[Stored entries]
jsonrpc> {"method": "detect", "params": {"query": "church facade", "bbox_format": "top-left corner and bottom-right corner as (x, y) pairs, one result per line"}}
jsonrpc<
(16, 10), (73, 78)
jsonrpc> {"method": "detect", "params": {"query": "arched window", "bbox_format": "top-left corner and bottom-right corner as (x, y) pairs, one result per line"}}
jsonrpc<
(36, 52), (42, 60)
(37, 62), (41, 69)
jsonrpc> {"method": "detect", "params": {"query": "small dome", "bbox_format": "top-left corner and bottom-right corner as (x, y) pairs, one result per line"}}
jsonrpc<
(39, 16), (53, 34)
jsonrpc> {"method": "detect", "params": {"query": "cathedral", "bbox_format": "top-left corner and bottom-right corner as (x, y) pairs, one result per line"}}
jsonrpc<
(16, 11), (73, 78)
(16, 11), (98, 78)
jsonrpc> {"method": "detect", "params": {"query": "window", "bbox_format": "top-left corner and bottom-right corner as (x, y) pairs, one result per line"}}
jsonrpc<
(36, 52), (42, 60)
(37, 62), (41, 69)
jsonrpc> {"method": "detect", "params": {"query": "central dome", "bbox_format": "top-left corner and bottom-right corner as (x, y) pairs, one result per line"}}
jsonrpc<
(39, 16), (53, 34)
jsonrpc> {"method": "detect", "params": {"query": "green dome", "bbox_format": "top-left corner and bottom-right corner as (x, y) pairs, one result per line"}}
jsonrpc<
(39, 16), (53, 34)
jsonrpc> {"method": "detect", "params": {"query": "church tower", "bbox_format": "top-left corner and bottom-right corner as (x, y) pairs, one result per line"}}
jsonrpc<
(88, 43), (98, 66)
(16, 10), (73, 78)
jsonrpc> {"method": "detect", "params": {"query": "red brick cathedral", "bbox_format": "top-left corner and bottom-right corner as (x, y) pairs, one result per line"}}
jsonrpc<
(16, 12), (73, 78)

Task requirements:
Write out the records above as a JSON list of strings, one string per line, leaving out any blank lines.

Output of the task:
[
  "jsonrpc> {\"method\": \"detect\", \"params\": {\"query\": \"church facade\", \"bbox_format\": \"top-left corner and bottom-right corner as (x, y) pairs, one result per line\"}}",
  "jsonrpc<",
  "(16, 10), (73, 78)",
  "jsonrpc> {\"method\": \"detect\", \"params\": {\"query\": \"arched window\", \"bbox_format\": \"top-left corner and bottom-right corner as (x, y) pairs, one result per line\"}}",
  "jsonrpc<",
  "(36, 52), (42, 60)",
  "(37, 62), (41, 69)",
  "jsonrpc> {\"method\": \"detect\", \"params\": {\"query\": \"small dome\", \"bbox_format\": \"top-left corner and bottom-right corner as (x, y) pairs, one result per line\"}}",
  "jsonrpc<",
  "(39, 16), (53, 34)",
  "jsonrpc> {\"method\": \"detect\", \"params\": {\"query\": \"cathedral\", \"bbox_format\": \"top-left corner and bottom-right corner as (x, y) pairs, one result per line\"}}",
  "jsonrpc<",
  "(16, 11), (73, 78)",
  "(16, 11), (98, 78)",
  "jsonrpc> {\"method\": \"detect\", \"params\": {\"query\": \"window\", \"bbox_format\": \"top-left corner and bottom-right corner as (x, y) pairs, one result per line\"}}",
  "jsonrpc<",
  "(36, 52), (42, 60)",
  "(37, 62), (41, 69)",
  "jsonrpc> {\"method\": \"detect\", \"params\": {\"query\": \"central dome\", \"bbox_format\": \"top-left corner and bottom-right corner as (x, y) pairs, one result per line\"}}",
  "jsonrpc<",
  "(39, 16), (53, 34)",
  "jsonrpc> {\"method\": \"detect\", \"params\": {\"query\": \"green dome\", \"bbox_format\": \"top-left corner and bottom-right corner as (x, y) pairs, one result per line\"}}",
  "jsonrpc<",
  "(39, 16), (53, 34)",
  "jsonrpc> {\"method\": \"detect\", \"params\": {\"query\": \"church tower\", \"bbox_format\": \"top-left corner and bottom-right corner as (x, y) pairs, one result per line\"}}",
  "jsonrpc<",
  "(88, 43), (98, 66)",
  "(16, 10), (73, 78)",
  "jsonrpc> {\"method\": \"detect\", \"params\": {\"query\": \"red brick cathedral\", \"bbox_format\": \"top-left corner and bottom-right corner as (x, y) pairs, one result per line\"}}",
  "jsonrpc<",
  "(16, 12), (73, 78)"
]